DIRECTIONS
Below are some entries; can you quote all of them exactly?

DATA TO PROCESS
────

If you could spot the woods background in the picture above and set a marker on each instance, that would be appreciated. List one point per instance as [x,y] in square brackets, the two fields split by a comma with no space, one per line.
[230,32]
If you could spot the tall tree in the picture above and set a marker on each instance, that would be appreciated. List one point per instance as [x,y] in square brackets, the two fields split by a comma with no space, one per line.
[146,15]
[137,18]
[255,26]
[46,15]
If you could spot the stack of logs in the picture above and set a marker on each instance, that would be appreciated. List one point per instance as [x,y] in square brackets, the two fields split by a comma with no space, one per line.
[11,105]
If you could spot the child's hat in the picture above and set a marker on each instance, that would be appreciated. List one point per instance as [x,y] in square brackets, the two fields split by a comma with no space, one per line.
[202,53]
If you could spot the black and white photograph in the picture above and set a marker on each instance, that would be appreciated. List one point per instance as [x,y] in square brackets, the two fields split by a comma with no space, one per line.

────

ANSWER BELOW
If you could spot the woods background in the picture above and set a marker on each instance, that would be appreciated. List one point per instance as [x,y] in square brackets, the two fields split by a comma with no space, one per line.
[230,32]
If you could spot the tall tree in the picture above and set a marker on each instance, that would be appreciated. List one point per instance as [x,y] in square brackets, the two fields split by a comma with no space, one per line.
[146,15]
[137,18]
[255,26]
[46,15]
If you could spot the stack of logs in the picture above and set a marker on each instance, that would be appreciated. List one point per instance as [x,y] in square brackets, the two fields split by a comma with no space, one per line.
[11,105]
If you could spot the child's hat in the picture above and set a marker on each instance, that would be appreciated. List one point per instance as [x,y] in square brackets, the two fields split by a comma with no space, one per line.
[202,53]
If you could spot the black and white photograph in the picture above and set a marker on each instance, that would be appreciated. List one point per instance as [x,y] in square brackets, the two fields split by a comma with no space, one per line.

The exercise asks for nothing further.